→ **Work task**
From the line containing "job: provide the" down to the line containing "note: a mask" in the records below, reproduce every line exactly, ends included, and omit all others.

→ **Given records**
◇ ◇ ◇ ◇ ◇ ◇ ◇

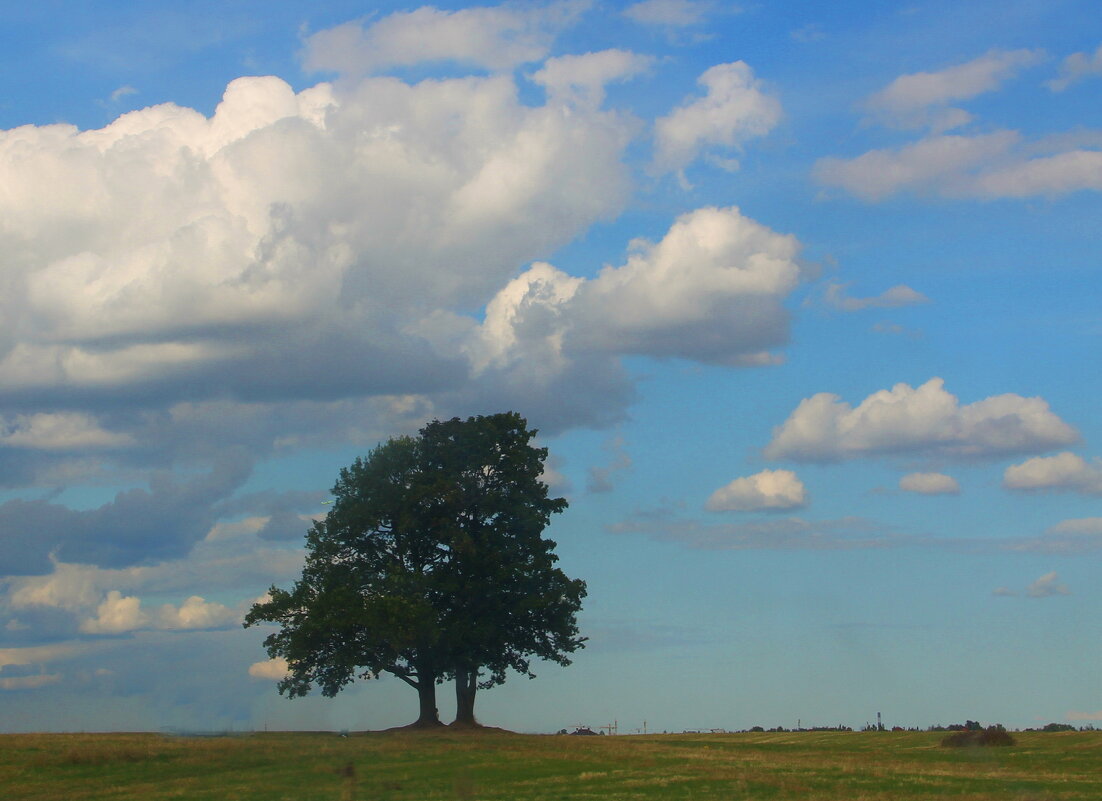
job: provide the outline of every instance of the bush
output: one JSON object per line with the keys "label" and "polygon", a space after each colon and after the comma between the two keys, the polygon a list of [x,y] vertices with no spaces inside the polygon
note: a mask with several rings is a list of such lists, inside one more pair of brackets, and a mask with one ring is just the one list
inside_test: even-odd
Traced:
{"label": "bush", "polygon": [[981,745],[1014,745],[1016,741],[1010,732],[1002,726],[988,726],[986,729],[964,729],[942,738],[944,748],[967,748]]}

◇ ◇ ◇ ◇ ◇ ◇ ◇

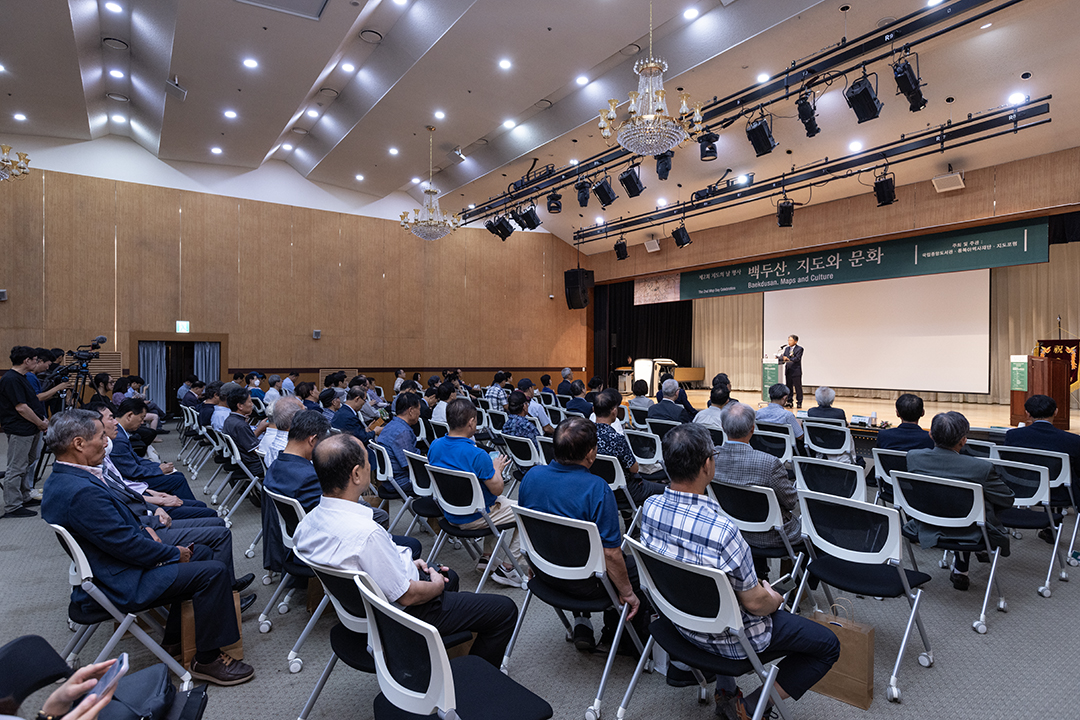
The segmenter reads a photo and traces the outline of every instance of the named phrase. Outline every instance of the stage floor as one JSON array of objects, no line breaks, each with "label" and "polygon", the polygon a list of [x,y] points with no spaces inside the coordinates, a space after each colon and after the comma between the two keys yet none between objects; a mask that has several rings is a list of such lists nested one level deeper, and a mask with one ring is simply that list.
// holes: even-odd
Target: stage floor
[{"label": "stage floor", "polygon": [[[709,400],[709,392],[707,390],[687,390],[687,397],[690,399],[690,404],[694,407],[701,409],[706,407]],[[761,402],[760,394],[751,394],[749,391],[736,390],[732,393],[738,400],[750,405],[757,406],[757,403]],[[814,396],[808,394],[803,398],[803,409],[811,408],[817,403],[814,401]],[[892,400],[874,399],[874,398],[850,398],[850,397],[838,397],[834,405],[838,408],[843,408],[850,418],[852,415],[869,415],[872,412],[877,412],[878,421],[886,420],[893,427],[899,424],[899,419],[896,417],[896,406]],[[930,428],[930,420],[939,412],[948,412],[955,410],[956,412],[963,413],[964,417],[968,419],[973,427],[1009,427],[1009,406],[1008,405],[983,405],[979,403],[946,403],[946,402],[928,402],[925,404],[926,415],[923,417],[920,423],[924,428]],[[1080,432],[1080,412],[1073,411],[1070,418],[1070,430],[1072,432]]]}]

◇ ◇ ◇ ◇ ◇ ◇ ◇

→ **Solution to the problem**
job: provide the outline of every instance of the bush
output: one JSON object per line with the keys "label" and "polygon", a space after each colon and after the comma between the two keys, the polygon a list of [x,y] vertices with no spaces inside the polygon
note: a mask with several rings is a list of such lists, inside one more pair of brackets, and a mask with one ring is just the one list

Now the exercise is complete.